Neste contexto de desvalorização da Escola Pública, com indisfarçável responsabilidade do Ministério da Educação e do Governo, ganha importância perceber quais as capacidades das escolas de recurso a ferramentas digitais, ao ensino a distância, à transmissão de aulas em direto, à gravação de aulas e posterior disponibilização. Afigura-se evidente a ideia de que é necessário um forte e urgente investimento, nesta fase, em equipamentos de qualidade, permitindo que todos se liguem com facilidade (banda larga, computadores, software e capacidade de utilização destes novos recursos).

A Fenprof, nesta matéria, alerta para o facto de o governo incorrer numa ilegalidade, resultante da impreparação para lidar com o problema, por não ter acautelado, apesar do tempo que passou e dos compromissos que assumiu, as medidas necessárias para que a Escola Pública dê uma resposta adequada num quadro de ensino a distância.

Mais uma vez, e porque nunca houve disponibilidade, da parte do Governo/ME, para dialogar e negociar aspetos de ordem socioprofissional que são de abordagem premente, o desequilíbrio entre as oportunidades que surgem com a digitalização do ensino e os efeitos que geram ao nível das relações interpessoais e nas relações de trabalho e emprego volta a estar em cima da mesa e, particularmente no que aos docentes diz respeito, colocam questões a que deve corresponder o cumprimento da legalidade, designadamente quanto a: disponibilização, instalação e manutenção de equipamentos, conforme impõe o Código de Trabalho; privacidade, proteção de dados e de informação pessoal; bullying e assédio moral; intensificação e desregulação do tempo de trabalho e agravamento do sobretrabalho; défices de habilitação funcional de professores e alunos; aumento do stress profissional.

============================================================

» Instruções:
**A)** Transcreva o trecho do texto sobre o ensino a distância de "A Fenprof, nesta" a "ensino a distância.".
**B)** Segundo o texto sobre o ensino a distância, por que razão considera a Fenprof que o governo incorre numa ilegalidade? Responda com uma a três frases.
**C)** Escreva a continuação do texto sobre o ensino a distância a partir do ponto em que termina.
O material não tem relação com o texto sobre o ensino a distância.

Entradas de dados extraídas
============================================================

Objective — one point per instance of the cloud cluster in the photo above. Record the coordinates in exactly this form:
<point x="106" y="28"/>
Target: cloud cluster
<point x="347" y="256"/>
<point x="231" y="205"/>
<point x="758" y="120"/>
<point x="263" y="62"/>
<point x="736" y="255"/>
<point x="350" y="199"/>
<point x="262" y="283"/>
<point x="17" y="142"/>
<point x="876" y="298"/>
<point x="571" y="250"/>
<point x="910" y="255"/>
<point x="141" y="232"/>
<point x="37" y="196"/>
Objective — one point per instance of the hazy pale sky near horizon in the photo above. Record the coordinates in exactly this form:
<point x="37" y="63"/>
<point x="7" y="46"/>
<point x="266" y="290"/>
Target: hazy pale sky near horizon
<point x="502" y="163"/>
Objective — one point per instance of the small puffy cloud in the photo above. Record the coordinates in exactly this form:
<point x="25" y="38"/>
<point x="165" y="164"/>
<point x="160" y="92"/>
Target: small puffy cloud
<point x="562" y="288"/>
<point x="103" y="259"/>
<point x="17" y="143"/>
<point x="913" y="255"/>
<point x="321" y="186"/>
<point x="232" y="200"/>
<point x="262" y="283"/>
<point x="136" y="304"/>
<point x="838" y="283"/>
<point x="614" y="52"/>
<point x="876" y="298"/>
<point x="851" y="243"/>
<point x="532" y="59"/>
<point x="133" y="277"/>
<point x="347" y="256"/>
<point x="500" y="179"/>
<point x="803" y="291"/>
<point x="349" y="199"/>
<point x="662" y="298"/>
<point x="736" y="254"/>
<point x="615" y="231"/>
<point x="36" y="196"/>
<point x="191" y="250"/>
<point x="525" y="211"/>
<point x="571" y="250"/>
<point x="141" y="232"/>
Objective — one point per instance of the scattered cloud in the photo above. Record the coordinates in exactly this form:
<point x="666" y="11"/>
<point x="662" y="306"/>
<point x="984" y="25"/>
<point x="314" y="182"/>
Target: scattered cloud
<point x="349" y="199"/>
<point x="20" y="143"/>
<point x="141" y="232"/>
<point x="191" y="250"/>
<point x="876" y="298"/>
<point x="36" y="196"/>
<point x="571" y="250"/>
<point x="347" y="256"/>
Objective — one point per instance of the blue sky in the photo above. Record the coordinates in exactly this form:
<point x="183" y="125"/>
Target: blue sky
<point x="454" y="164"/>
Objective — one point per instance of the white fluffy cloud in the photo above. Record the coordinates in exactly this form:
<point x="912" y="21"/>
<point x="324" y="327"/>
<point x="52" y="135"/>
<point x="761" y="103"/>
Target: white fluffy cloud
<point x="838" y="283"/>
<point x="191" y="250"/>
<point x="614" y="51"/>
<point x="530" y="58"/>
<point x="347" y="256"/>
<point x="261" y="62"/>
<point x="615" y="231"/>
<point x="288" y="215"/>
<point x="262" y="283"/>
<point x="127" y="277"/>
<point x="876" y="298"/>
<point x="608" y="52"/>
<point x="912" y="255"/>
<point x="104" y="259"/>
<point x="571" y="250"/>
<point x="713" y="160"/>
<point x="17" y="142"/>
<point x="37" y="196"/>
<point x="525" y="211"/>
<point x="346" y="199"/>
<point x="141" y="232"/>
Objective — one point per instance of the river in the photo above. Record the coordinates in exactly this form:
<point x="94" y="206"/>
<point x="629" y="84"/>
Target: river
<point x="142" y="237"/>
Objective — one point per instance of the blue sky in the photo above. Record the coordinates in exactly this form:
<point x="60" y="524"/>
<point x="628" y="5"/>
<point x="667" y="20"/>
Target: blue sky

============================================================

» Respostas por tarefa:
**A)**
A Fenprof, nesta matéria, alerta para o facto de o governo incorrer numa ilegalidade, resultante da impreparação para lidar com o problema, por não ter acautelado, apesar do tempo que passou e dos compromissos que assumiu, as medidas necessárias para que a Escola Pública dê uma resposta adequada num quadro de ensino a distância.

**B)** A ilegalidade resulta da impreparação do governo para lidar com o problema. Apesar do tempo que passou e dos compromissos que assumiu, o governo não acautelou as medidas necessárias para que a Escola Pública dê uma resposta adequada num quadro de ensino a distância.

**C)**
Estas são preocupações que devem ser olhadas como gerais das sociedades, num quadro de desenvolvimento civilizacional e social. No entanto, perspetivando-se dificuldades que se adivinham, lembramos que, aos docentes, num quadro do enorme respeito que devem merecer, particularmente, do Governo Português, deverão ser garantidos: respeito pelo horário de trabalho, incluindo a organização das suas três componentes (letiva, não letiva de estabelecimento e não letiva individual), atribuído no início do ano letivo; o não aumento do número de reuniões multiplicadoras da burocracia instalada pelo aparelho da administração educativa; a manutenção do horário de componente não letiva de estabelecimento, nele devendo ocorrer as tarefas estabelecidas pelo Estatuto da Carreira Docente, designadamente o atendimento de pais e encarregados de educação ou tarefas burocráticas.

São, também, preocupações dos professores outras, não menos importantes, de ordem pedagógica e social. Estamos certos de que as escolas procurarão fazer-lhes face, com o seu conhecimento e competência. No entanto, caberá ao Governo de V. Ex.ª manter um olhar atento nesse acompanhamento e no apoio de que, seguramente, necessitarão, designadamente quanto a: alteração das relações sociais que se estabelecem entre docentes e destes com os seus alunos e famílias; alterações a nível da motivação dos alunos para as aprendizagens; dificuldades na verificação das aprendizagens e do envolvimento dos alunos; segregação, ainda maior, dos já mais discriminados e surgimento de novas situações indesejáveis; abandono social; aumento das desigualdades entre alunos.

Estas não são preocupações que percorrem, exclusivamente, a sociedade portuguesa. São, hoje, objeto de reflexão e intervenção no plano europeu e mundial. Num quadro de exercício da Presidência da União Europeia pelo Governo Português, é nossa convicção que caberá a V. Ex.ª liderar a procura de soluções urgentes para que Portugal possa continuar a orgulhar-se do seu Serviço Público de Educação e Ensino: a Escola Pública. E, neste, os docentes são, seguramente, recurso insubstituível. O direito ao trabalho com direitos é fundamental e, sendo verdade que todos temos o dever de colaborar para a resolução do problema sanitário que vivemos, não é compreensível nem tolerável que, para lhe fazer face, se criem outros problemas que não deixariam de ter, também, muito graves consequências.